═════ Given data ═════
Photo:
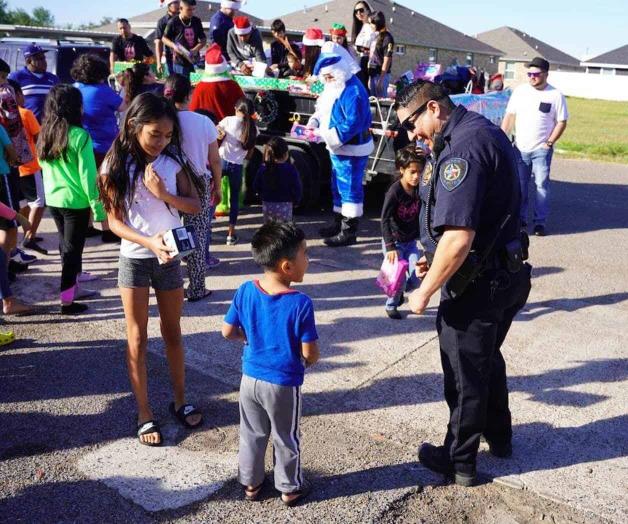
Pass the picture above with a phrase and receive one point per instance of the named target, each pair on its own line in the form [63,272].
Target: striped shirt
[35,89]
═════
═════ Given data ═════
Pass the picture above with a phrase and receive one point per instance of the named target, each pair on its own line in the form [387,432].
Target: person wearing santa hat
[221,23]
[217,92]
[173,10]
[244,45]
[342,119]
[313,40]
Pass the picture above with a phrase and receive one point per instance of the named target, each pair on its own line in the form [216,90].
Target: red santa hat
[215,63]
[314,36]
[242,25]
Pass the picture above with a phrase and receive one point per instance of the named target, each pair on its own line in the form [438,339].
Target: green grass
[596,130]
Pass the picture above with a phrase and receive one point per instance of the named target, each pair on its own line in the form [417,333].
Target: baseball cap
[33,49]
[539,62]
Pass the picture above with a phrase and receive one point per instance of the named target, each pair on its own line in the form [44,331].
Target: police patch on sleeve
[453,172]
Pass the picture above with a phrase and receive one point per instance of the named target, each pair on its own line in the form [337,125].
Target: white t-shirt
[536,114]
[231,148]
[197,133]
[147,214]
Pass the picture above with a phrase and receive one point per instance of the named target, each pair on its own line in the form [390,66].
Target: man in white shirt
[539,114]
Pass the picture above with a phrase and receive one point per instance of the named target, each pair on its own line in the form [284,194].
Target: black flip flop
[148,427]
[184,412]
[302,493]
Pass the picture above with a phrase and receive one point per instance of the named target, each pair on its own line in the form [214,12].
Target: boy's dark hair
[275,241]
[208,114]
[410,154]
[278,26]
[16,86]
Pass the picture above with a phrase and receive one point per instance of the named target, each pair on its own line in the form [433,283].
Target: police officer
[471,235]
═════
* **Problem requirements**: Which lines of the material above contain the word "shirt"? Pull out and copy each of them, treating uppercase and lowercase as different.

* **Full solution**:
Target: striped shirt
Target: white t-shirt
Target: man in white shirt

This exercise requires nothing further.